• **Task directions**: Reprint all records below exactly. No images.

• **Exercise material**:
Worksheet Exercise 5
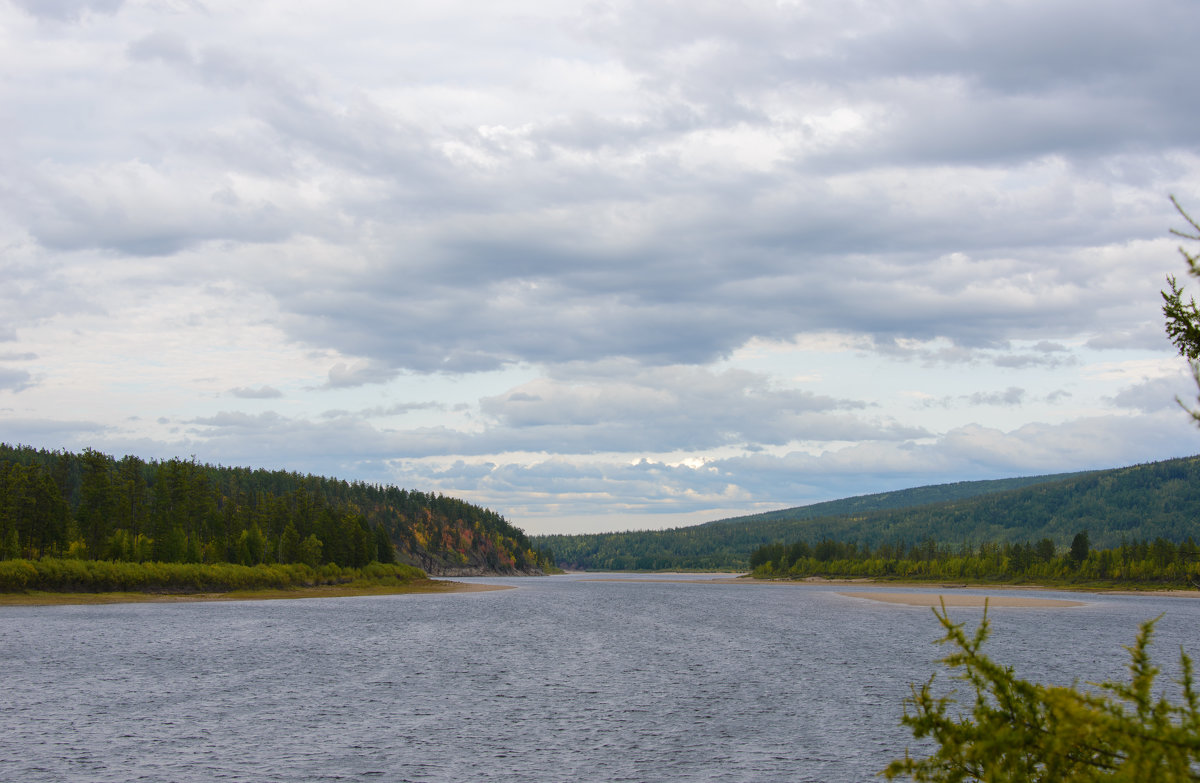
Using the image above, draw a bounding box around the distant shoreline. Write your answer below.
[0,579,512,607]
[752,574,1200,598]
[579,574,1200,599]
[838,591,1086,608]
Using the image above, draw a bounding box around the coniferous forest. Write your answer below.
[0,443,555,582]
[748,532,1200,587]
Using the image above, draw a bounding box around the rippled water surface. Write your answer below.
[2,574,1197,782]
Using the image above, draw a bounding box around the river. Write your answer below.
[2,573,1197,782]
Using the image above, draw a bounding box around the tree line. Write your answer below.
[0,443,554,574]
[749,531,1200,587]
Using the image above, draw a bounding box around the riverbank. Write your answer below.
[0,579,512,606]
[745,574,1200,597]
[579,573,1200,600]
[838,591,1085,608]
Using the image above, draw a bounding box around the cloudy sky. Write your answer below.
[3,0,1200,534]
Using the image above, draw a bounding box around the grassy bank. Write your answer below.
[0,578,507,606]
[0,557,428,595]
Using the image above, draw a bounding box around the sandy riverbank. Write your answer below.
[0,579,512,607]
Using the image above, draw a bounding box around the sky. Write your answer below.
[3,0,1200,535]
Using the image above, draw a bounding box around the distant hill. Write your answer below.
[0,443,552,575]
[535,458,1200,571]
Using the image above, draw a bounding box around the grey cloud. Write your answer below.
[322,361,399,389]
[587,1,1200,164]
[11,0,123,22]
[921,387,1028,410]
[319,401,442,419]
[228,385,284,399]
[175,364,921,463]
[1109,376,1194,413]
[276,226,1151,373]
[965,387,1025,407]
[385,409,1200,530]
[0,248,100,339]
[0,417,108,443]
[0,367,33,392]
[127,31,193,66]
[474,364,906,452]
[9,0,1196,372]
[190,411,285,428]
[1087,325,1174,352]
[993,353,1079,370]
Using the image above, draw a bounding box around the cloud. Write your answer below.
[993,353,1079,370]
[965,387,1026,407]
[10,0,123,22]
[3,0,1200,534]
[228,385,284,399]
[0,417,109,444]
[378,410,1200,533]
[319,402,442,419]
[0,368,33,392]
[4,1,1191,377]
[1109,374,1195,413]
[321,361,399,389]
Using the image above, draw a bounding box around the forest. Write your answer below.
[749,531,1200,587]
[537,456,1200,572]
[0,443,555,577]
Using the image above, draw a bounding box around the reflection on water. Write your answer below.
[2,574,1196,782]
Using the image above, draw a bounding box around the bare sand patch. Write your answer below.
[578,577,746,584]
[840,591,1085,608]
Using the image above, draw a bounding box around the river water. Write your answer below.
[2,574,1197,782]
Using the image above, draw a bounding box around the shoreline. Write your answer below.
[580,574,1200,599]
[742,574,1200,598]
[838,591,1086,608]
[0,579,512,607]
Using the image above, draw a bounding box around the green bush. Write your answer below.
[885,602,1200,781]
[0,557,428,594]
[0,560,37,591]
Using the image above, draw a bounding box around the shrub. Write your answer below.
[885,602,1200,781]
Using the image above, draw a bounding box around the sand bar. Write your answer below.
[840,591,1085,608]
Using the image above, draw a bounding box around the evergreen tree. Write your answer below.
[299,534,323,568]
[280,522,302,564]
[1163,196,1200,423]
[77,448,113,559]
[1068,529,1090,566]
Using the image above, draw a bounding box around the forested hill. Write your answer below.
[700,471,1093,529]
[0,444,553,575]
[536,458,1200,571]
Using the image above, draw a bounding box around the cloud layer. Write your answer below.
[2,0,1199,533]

• **Answer space**:
Worksheet Exercise 5
Using the image above, draw a bounding box around the distant shoreline. Write your answer below.
[0,579,512,607]
[752,574,1200,598]
[579,574,1200,599]
[838,591,1086,608]
Using the image above, draw a bounding box around the coniferous forest. Write your answer below.
[0,443,555,582]
[748,532,1200,587]
Using the image above, draw a bounding box around the rippled water surface. Write your answer below.
[2,574,1197,782]
Using the image above, draw a bounding box around the river. Write your answer below.
[2,573,1197,782]
Using the image above, draw a bounding box around the tree line. Write your answer below.
[0,443,554,574]
[749,531,1200,587]
Using the image above, draw a bounding box around the riverbank. Write your answer below.
[0,579,512,606]
[745,574,1200,597]
[579,573,1200,600]
[838,591,1085,608]
Using the image above, draw a bounding box around the cloudy sky. Write your answer below.
[3,0,1200,534]
Using the image above, draw a bounding box around the grassy bank. Write your answer below.
[0,578,507,606]
[0,557,428,595]
Using the image above, draw a bounding box around the sandy riverbank. Write your answer below.
[0,579,512,607]
Using the image above, draw a bounding box around the sky. Write your answer below.
[3,0,1200,535]
Using the image above, draw a bounding box around the distant hill. Write your answer below.
[0,443,552,575]
[535,458,1200,571]
Using the image above, draw a bounding box around the grey cloud. Write your answer below.
[322,361,399,389]
[587,1,1200,164]
[11,0,123,22]
[921,387,1028,410]
[319,401,442,419]
[228,385,284,399]
[175,364,921,463]
[1109,376,1194,413]
[276,226,1151,373]
[965,387,1025,407]
[385,409,1200,530]
[0,248,100,339]
[0,417,108,443]
[0,367,33,392]
[127,31,193,66]
[474,364,906,452]
[9,0,1196,372]
[190,411,285,428]
[1087,325,1174,352]
[993,353,1079,370]
Using the image above, draw a bounding box around the cloud. Write your answer below.
[993,353,1079,370]
[965,387,1026,407]
[10,0,123,22]
[3,0,1200,534]
[228,385,284,399]
[0,417,109,444]
[378,410,1200,533]
[319,402,442,419]
[0,368,33,392]
[4,1,1191,377]
[1109,374,1195,413]
[321,361,399,389]
Using the image above, draw a bounding box around the forest. Write your answer below.
[749,531,1200,587]
[537,456,1200,572]
[0,443,555,577]
Using the image above, draw a bounding box around the reflection on water. Write your answer below.
[2,574,1196,782]
Using the image above, draw a bounding box around the bare sand patch. Write your answer below.
[578,577,746,584]
[840,591,1085,608]
Using the image above, draw a bounding box around the river water. Write your answer below.
[2,574,1197,782]
Using the image above, draw a bounding box around the shoreline. Write your answer below.
[580,574,1200,599]
[742,574,1200,598]
[838,591,1086,608]
[0,579,512,607]
Using the image above, draw a bounding box around the green bush. Write your answer below.
[885,602,1200,781]
[0,557,428,594]
[0,560,37,591]
Using the image above, draw a bounding box around the shrub. Write your answer below.
[885,602,1200,781]
Using the image above, draw a bounding box around the sand bar. Write your answer below.
[840,591,1085,608]
Using the image above, draw a bounding box around the evergreen tree. Write your answer below.
[299,534,323,568]
[280,522,302,564]
[1163,196,1200,423]
[77,448,113,559]
[1068,529,1090,566]
Using the image above, draw a bounding box around the forested hill. Write your answer below.
[700,471,1093,529]
[0,444,553,575]
[536,458,1200,571]
Using the image above, draw a bounding box around the cloud layer. Write your answer below.
[2,0,1199,533]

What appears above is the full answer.